■ **Exercise**
Lay out as a numbered list the lines of the records from the line with "[segment] <item>finger</item>" to the line with "Provide the mask of every instance of the <item>finger</item>.", including both, and leave out any blank lines.

[Collected data]
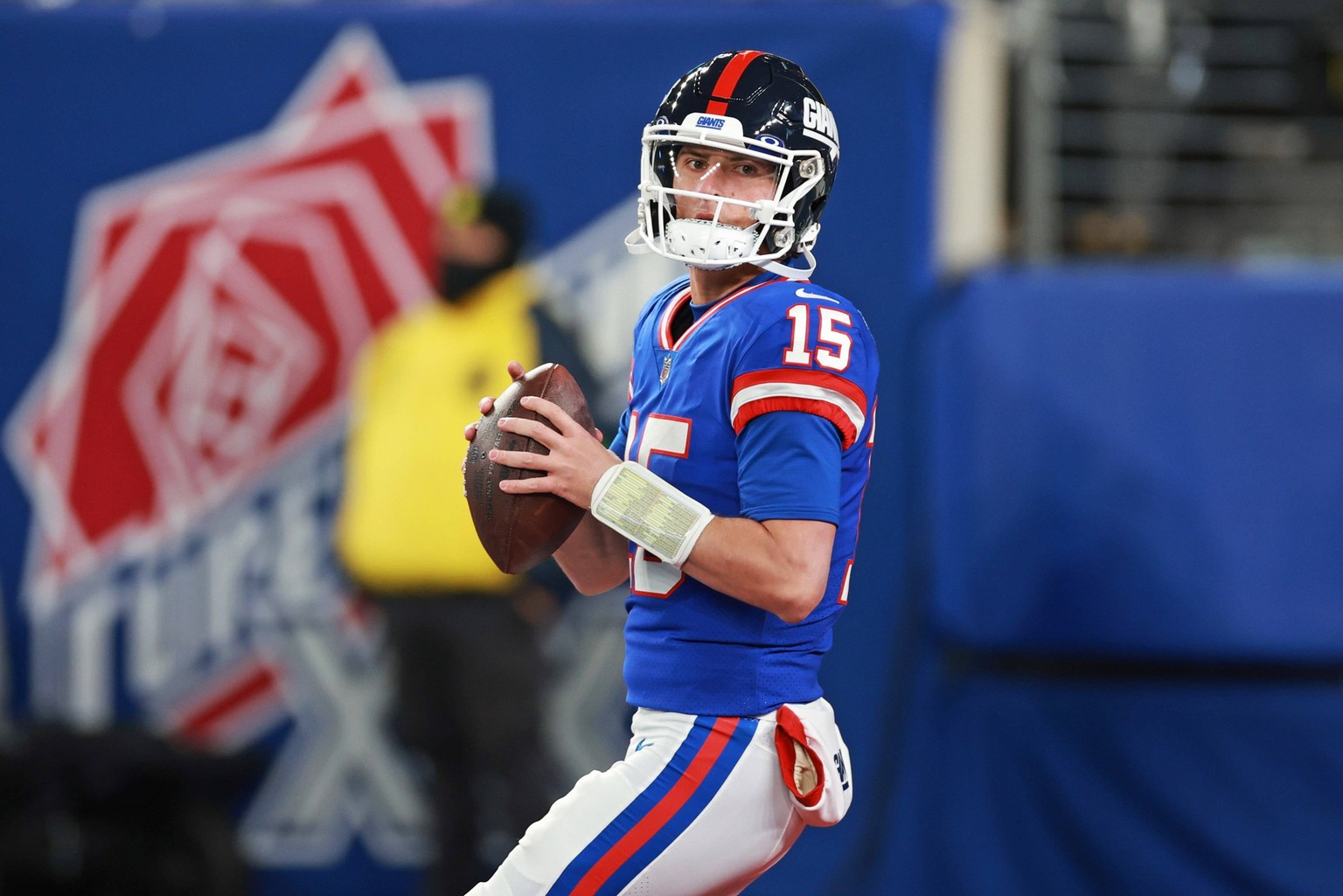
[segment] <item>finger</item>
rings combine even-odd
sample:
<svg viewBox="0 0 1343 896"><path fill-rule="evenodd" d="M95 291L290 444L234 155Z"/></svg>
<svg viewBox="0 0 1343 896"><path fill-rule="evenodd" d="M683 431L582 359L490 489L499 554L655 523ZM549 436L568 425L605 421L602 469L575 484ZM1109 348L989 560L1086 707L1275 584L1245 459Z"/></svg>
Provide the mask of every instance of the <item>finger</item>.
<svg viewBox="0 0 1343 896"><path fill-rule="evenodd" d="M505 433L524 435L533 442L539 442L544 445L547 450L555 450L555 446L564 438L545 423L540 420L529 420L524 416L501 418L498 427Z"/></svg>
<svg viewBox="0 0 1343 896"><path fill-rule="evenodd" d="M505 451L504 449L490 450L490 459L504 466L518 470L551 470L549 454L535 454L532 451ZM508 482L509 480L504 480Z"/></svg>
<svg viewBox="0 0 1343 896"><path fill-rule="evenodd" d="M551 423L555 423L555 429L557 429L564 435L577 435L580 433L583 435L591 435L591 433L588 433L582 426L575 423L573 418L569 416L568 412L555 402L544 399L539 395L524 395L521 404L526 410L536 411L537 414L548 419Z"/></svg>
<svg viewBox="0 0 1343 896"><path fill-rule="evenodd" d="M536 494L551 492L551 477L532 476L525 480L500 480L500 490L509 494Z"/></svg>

==

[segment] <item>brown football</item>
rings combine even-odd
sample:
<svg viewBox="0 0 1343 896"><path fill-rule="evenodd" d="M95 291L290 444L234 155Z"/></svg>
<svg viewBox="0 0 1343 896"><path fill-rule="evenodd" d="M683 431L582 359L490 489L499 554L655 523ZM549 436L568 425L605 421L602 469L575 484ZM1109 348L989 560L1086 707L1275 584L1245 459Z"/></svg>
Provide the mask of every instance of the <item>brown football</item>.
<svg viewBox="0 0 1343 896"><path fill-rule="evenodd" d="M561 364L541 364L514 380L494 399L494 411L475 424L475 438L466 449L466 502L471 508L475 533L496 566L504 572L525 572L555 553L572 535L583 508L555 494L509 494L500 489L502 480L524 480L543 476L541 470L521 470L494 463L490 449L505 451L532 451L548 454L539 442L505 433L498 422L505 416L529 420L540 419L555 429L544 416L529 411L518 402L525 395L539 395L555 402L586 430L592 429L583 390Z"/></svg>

■ **Answer below**
1. [segment] <item>finger</item>
2. rings combine even-odd
3. sample:
4. <svg viewBox="0 0 1343 896"><path fill-rule="evenodd" d="M95 291L290 444L234 155Z"/></svg>
5. <svg viewBox="0 0 1343 896"><path fill-rule="evenodd" d="M683 431L582 359L490 489L499 554L655 523ZM549 436L568 425L605 421L602 469L575 484ZM1109 348L989 560L1086 707L1275 584L1245 459Z"/></svg>
6. Provide the mask of every instance of the <item>finger</item>.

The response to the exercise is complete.